Direction: Turn the part of the items that opens with the line containing "Return the segmentation of every instance of the rock" and runs through the end of the items into a numbered list with one line per entry, leaving out blank lines and the pictures.

(Picture annotation items)
•••
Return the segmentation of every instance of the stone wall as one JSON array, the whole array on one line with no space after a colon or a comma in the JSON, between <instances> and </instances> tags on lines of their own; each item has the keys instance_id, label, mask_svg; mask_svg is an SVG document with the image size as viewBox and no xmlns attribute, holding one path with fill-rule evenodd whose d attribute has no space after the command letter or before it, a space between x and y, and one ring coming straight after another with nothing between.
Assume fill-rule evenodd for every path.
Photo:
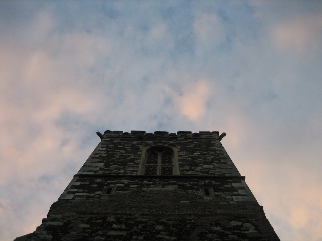
<instances>
[{"instance_id":1,"label":"stone wall","mask_svg":"<svg viewBox=\"0 0 322 241\"><path fill-rule=\"evenodd\" d=\"M106 131L24 240L278 240L218 132ZM178 147L180 175L137 175L142 147Z\"/></svg>"}]
</instances>

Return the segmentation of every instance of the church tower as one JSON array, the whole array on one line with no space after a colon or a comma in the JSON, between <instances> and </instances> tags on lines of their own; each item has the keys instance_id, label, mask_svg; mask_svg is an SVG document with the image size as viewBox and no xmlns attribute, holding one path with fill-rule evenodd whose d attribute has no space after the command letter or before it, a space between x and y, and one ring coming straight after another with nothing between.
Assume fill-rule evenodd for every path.
<instances>
[{"instance_id":1,"label":"church tower","mask_svg":"<svg viewBox=\"0 0 322 241\"><path fill-rule=\"evenodd\" d=\"M107 130L27 240L279 240L217 131Z\"/></svg>"}]
</instances>

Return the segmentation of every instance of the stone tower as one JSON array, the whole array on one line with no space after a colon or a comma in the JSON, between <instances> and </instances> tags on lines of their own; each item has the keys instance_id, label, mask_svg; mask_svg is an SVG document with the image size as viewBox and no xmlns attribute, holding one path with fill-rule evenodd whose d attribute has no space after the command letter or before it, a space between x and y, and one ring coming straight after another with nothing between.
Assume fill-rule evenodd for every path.
<instances>
[{"instance_id":1,"label":"stone tower","mask_svg":"<svg viewBox=\"0 0 322 241\"><path fill-rule=\"evenodd\" d=\"M279 240L218 132L101 140L25 240Z\"/></svg>"}]
</instances>

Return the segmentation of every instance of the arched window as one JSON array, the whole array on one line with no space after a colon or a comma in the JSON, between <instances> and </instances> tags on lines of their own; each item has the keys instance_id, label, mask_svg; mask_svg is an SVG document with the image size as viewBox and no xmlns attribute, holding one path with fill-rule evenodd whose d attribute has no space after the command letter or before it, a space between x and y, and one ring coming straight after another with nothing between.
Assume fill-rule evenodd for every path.
<instances>
[{"instance_id":1,"label":"arched window","mask_svg":"<svg viewBox=\"0 0 322 241\"><path fill-rule=\"evenodd\" d=\"M138 175L180 175L178 148L160 144L144 147L142 149Z\"/></svg>"}]
</instances>

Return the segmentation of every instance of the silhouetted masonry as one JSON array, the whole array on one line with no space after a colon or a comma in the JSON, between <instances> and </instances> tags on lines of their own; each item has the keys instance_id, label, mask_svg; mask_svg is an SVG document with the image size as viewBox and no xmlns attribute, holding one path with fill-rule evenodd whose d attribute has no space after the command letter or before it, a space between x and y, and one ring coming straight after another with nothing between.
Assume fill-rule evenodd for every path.
<instances>
[{"instance_id":1,"label":"silhouetted masonry","mask_svg":"<svg viewBox=\"0 0 322 241\"><path fill-rule=\"evenodd\" d=\"M222 145L225 134L97 134L47 218L15 240L279 240Z\"/></svg>"}]
</instances>

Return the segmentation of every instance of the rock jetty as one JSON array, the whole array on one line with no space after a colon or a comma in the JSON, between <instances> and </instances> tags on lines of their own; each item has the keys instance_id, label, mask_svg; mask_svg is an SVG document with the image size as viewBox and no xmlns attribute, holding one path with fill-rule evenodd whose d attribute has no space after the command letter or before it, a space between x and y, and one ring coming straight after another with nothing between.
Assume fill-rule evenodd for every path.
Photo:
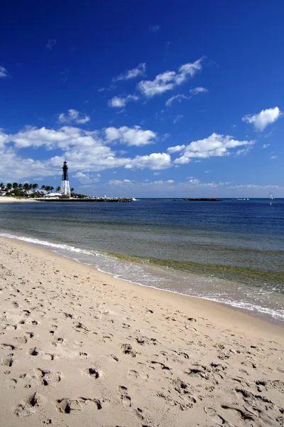
<instances>
[{"instance_id":1,"label":"rock jetty","mask_svg":"<svg viewBox=\"0 0 284 427\"><path fill-rule=\"evenodd\" d=\"M221 199L203 197L202 199L183 199L185 201L222 201Z\"/></svg>"}]
</instances>

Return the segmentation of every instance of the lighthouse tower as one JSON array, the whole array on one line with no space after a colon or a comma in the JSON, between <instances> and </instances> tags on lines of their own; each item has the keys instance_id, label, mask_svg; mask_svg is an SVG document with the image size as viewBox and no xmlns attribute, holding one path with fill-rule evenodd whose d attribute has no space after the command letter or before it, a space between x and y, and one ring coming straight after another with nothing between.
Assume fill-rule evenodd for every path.
<instances>
[{"instance_id":1,"label":"lighthouse tower","mask_svg":"<svg viewBox=\"0 0 284 427\"><path fill-rule=\"evenodd\" d=\"M67 165L66 160L63 163L63 173L62 173L62 179L61 181L61 194L67 196L67 197L70 196L70 186L69 184L68 179L68 167Z\"/></svg>"}]
</instances>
•••
Written response:
1. Return the segmentation of every instance of the rock jetty as one JSON array, the whole array on one line with no space after a colon or a comma in the JSON, between <instances> and </instances> tags on lines of their own; each item has the keys instance_id, label, mask_svg; mask_svg is an SVG document with the image size as viewBox and no xmlns attribute, holding one path with fill-rule evenodd whose d attribute has no space after the command letter or before it, a space between x and y, and one ring coming straight after another with nothing between.
2. Assume fill-rule evenodd for every path.
3. Photo:
4. <instances>
5. [{"instance_id":1,"label":"rock jetty","mask_svg":"<svg viewBox=\"0 0 284 427\"><path fill-rule=\"evenodd\" d=\"M221 199L203 197L202 199L183 199L185 201L222 201Z\"/></svg>"}]
6. </instances>
7. Return the segmentation of every instance of the lighthouse tower as one JSON array, the whole array on one line with no space after a colon or a comma in the JSON, between <instances> and </instances> tags on lines of their own; each item has the keys instance_id, label, mask_svg; mask_svg is an SVG document with the image size as viewBox and no xmlns attribute, holding one path with fill-rule evenodd whose d attribute has no space after the command letter or before it, a space between x and y, and one ring coming straight after another with nothing between.
8. Assume fill-rule evenodd for every path.
9. <instances>
10. [{"instance_id":1,"label":"lighthouse tower","mask_svg":"<svg viewBox=\"0 0 284 427\"><path fill-rule=\"evenodd\" d=\"M67 165L66 160L63 163L63 173L62 173L62 179L61 181L61 194L67 196L67 197L70 196L70 186L69 184L68 179L68 167Z\"/></svg>"}]
11. </instances>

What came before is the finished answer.